Work instructions
This exercise asks for every line of the material that contains the word "each".

Supplied information
* * * *

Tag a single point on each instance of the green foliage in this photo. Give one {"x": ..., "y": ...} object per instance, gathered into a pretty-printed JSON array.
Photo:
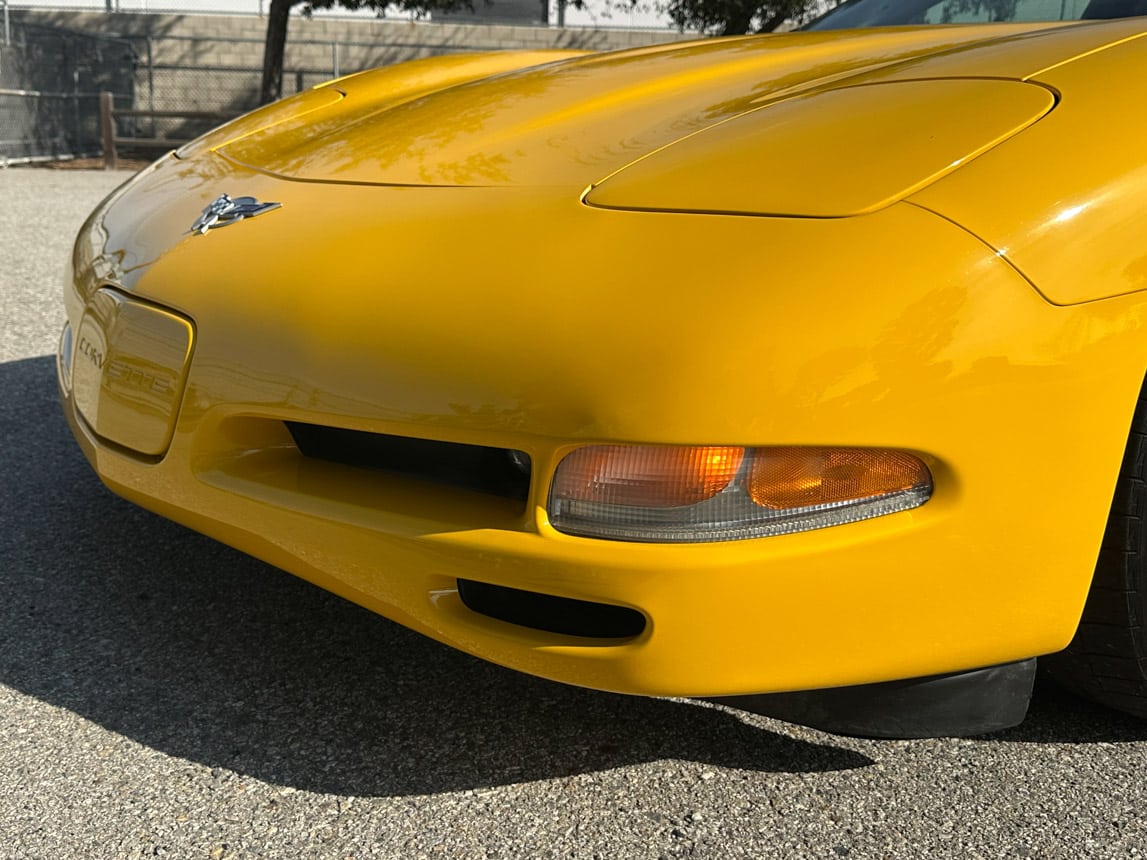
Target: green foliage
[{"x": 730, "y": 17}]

* * * *

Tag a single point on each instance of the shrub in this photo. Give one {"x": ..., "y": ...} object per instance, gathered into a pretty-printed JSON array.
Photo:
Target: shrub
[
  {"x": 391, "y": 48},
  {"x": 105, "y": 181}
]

* * * *

Solution for this problem
Tag a single point on each instance of the green foliage in this photo. Give one {"x": ..., "y": ...} object per instance, gathered into a pretty-printed JSON array.
Tag a single point on each instance of the shrub in this photo. Give one {"x": ..., "y": ...} object per instance, gathered into a pretty-printed JSON array.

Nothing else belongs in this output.